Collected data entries
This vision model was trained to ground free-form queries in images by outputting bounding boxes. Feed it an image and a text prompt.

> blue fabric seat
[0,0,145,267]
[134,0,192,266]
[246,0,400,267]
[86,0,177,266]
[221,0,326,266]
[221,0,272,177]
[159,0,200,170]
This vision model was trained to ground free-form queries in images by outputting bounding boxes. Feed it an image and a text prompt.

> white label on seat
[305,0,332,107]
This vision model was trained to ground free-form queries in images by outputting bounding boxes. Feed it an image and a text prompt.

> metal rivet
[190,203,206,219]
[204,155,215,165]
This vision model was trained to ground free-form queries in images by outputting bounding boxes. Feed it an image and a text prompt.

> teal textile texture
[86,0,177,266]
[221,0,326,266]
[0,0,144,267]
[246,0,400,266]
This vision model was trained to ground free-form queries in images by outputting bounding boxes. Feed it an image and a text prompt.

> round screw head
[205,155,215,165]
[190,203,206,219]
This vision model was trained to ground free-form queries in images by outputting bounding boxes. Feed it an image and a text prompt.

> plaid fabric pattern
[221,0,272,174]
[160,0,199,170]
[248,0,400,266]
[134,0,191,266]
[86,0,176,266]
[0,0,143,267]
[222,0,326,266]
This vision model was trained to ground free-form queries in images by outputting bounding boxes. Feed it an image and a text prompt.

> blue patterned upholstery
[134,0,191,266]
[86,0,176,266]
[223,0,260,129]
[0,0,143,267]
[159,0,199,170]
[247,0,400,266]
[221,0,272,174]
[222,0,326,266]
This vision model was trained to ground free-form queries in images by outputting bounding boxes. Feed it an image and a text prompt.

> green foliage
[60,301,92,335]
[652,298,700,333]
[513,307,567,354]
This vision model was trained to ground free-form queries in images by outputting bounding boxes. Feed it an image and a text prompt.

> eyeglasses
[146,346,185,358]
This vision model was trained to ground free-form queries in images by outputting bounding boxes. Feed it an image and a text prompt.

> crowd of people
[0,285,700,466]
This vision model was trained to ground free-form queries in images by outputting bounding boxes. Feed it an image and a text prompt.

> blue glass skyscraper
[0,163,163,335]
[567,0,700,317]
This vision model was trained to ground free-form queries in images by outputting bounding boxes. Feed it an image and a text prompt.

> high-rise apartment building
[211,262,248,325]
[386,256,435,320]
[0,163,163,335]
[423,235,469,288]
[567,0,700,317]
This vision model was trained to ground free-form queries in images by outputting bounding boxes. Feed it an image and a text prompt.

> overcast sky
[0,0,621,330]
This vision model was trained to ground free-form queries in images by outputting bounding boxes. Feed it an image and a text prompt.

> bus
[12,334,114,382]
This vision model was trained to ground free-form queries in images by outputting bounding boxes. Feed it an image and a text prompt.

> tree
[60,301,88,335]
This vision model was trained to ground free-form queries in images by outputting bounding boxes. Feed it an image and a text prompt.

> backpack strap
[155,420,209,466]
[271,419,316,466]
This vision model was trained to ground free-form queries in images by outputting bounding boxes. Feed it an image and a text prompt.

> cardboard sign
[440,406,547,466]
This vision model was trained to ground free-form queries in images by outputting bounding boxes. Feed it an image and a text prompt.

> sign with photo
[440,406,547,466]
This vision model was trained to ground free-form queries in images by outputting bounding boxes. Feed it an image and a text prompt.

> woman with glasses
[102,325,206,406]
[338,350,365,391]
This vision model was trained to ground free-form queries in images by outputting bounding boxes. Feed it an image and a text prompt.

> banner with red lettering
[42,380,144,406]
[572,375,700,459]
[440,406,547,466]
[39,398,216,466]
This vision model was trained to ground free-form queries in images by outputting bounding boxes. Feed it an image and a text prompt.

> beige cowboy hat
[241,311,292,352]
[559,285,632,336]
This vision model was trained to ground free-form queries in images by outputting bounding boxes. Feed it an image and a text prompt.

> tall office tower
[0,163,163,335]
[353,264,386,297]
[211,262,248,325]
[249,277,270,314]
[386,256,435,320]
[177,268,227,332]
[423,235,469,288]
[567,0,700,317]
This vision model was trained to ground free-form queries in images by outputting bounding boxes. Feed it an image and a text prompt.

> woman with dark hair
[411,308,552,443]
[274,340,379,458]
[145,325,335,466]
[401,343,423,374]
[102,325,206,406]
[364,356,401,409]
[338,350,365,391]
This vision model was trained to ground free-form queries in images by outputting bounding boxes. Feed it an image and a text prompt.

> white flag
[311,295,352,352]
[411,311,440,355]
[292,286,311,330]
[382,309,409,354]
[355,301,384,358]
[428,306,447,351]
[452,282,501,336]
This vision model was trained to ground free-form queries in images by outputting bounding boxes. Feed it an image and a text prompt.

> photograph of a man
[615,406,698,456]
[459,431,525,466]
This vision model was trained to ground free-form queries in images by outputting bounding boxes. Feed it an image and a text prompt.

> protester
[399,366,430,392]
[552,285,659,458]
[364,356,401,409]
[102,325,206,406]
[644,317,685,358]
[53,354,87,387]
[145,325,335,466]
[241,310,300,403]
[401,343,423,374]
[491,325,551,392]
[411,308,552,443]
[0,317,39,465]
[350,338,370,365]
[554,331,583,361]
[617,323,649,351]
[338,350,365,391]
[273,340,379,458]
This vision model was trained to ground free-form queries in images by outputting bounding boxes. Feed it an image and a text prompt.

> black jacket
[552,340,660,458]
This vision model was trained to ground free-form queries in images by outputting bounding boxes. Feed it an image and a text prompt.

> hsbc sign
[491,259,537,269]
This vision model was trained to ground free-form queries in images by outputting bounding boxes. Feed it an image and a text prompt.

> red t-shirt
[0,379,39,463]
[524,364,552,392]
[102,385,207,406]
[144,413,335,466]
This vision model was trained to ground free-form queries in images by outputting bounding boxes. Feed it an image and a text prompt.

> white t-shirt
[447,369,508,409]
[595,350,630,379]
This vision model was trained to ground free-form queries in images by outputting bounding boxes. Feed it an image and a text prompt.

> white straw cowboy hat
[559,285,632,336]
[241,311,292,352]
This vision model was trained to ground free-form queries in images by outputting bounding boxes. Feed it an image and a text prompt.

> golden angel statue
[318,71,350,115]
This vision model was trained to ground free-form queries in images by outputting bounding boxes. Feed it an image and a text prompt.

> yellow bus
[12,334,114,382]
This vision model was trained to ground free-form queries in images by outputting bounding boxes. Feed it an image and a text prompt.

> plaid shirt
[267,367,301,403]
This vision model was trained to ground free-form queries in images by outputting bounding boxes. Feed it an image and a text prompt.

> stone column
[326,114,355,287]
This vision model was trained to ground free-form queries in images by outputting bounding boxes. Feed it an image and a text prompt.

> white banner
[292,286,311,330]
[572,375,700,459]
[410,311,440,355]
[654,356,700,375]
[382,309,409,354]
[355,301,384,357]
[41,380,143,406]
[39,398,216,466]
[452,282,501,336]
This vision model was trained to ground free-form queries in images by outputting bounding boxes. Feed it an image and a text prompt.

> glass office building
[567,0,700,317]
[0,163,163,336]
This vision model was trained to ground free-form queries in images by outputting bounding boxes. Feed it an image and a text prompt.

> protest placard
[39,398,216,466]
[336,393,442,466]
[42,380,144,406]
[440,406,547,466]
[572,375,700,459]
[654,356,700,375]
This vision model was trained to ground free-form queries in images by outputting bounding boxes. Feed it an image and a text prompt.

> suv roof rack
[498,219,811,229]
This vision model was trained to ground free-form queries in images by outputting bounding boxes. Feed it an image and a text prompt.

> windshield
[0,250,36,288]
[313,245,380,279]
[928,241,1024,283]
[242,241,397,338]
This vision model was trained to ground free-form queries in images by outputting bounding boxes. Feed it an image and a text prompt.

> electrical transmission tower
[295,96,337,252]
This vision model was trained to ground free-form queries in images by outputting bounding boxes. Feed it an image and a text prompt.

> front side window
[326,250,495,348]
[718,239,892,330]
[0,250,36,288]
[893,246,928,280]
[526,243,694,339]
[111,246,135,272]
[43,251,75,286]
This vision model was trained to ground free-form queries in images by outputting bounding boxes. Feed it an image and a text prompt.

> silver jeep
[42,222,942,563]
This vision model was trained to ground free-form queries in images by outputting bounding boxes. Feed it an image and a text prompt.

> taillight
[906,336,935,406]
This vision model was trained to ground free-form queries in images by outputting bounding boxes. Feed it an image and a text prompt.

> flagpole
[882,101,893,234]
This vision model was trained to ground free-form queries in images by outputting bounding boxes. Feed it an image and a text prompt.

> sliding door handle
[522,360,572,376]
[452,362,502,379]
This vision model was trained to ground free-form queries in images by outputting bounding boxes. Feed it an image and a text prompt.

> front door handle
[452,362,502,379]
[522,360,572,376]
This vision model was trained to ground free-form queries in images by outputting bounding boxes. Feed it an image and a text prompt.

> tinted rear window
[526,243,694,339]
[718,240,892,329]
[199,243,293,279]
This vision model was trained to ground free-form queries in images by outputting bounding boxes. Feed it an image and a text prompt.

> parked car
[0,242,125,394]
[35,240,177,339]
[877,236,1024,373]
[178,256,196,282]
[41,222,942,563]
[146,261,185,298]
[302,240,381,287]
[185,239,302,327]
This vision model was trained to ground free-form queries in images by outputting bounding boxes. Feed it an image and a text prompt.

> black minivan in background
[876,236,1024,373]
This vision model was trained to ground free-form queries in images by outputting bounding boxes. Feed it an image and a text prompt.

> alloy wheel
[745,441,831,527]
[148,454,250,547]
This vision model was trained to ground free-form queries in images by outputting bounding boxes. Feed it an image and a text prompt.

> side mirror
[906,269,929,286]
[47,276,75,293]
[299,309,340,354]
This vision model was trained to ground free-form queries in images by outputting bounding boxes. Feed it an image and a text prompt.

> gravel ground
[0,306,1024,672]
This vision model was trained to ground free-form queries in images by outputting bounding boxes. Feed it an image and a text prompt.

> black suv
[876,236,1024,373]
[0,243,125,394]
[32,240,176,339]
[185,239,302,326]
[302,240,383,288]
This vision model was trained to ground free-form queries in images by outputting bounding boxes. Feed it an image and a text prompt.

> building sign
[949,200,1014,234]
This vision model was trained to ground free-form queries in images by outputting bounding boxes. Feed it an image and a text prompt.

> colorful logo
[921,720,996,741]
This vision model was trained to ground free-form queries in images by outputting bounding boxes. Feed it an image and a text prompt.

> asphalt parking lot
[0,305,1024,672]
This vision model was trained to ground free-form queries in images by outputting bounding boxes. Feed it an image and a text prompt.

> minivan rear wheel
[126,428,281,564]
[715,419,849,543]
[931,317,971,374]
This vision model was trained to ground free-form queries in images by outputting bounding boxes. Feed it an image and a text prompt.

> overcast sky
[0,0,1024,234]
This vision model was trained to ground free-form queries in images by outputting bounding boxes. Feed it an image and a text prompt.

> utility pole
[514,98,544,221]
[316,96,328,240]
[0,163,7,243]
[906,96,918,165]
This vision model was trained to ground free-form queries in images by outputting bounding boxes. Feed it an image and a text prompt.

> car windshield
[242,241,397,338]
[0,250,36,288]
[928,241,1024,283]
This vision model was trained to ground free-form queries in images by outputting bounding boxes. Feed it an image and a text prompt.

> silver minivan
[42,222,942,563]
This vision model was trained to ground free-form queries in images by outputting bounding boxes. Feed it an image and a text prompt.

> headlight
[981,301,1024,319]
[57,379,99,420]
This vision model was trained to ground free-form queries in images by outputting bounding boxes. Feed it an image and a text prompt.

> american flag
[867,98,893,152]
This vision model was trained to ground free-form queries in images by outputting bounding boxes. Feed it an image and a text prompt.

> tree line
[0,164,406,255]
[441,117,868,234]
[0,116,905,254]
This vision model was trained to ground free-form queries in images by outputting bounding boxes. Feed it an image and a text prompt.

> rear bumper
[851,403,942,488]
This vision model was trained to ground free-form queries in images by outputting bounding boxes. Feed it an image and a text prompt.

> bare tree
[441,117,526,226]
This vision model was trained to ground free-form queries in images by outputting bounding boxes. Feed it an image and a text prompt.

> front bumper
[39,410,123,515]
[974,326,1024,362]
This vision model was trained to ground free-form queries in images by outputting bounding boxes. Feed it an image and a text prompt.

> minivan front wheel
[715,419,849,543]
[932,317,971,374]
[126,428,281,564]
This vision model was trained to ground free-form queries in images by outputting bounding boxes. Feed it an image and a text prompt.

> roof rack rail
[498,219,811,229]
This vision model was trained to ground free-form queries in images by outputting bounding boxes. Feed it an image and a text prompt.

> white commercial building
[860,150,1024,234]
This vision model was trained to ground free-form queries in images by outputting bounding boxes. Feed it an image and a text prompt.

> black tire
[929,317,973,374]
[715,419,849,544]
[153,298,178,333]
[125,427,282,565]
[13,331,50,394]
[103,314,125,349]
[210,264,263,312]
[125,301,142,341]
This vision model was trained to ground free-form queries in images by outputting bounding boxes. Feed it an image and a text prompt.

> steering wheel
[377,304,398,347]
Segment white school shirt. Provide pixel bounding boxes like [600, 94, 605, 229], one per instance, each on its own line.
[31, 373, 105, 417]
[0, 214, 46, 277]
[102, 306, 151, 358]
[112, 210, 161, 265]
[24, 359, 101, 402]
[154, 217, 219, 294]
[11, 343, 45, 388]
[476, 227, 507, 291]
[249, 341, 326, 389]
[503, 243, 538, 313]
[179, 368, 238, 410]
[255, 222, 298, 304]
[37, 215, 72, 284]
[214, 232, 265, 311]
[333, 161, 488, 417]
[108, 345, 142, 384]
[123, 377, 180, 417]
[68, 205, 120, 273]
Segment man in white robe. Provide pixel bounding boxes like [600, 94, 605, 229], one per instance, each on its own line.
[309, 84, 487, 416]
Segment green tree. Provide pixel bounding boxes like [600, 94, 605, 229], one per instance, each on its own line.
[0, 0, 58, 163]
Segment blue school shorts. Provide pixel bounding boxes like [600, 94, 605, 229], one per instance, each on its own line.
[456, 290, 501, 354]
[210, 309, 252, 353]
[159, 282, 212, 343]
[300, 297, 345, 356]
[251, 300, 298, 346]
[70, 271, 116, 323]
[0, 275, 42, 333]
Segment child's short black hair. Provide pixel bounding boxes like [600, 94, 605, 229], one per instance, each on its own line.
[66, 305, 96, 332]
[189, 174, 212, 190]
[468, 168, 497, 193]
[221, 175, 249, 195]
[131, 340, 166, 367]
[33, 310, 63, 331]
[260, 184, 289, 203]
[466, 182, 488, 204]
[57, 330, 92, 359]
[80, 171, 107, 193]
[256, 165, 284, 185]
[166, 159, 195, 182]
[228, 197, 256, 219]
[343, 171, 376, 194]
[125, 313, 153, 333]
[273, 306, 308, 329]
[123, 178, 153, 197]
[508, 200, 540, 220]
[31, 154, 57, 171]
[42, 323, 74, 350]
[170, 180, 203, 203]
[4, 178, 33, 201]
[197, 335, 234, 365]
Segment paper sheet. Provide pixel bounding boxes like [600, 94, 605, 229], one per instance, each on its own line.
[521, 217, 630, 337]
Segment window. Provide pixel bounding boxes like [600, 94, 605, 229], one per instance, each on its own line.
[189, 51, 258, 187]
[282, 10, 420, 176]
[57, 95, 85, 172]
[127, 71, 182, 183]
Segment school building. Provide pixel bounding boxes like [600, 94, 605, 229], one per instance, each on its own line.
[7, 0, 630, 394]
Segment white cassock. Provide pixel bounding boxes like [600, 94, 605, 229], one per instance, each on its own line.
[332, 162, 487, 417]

■ Work to complete ■
In the stretch of data from the line containing "Segment white school" through the line containing "[255, 222, 298, 304]", substitute "blouse" for "shirt" and write those lines out again with nothing else changed.

■ Finished task ■
Segment white school blouse. Provide pixel bounding boxes like [600, 94, 605, 229], one per instance, each on its own line.
[31, 373, 105, 417]
[0, 214, 46, 277]
[102, 306, 151, 358]
[112, 210, 161, 265]
[24, 359, 101, 402]
[154, 217, 219, 294]
[11, 343, 45, 388]
[476, 227, 507, 291]
[249, 341, 326, 389]
[503, 243, 538, 313]
[179, 368, 238, 410]
[255, 222, 298, 304]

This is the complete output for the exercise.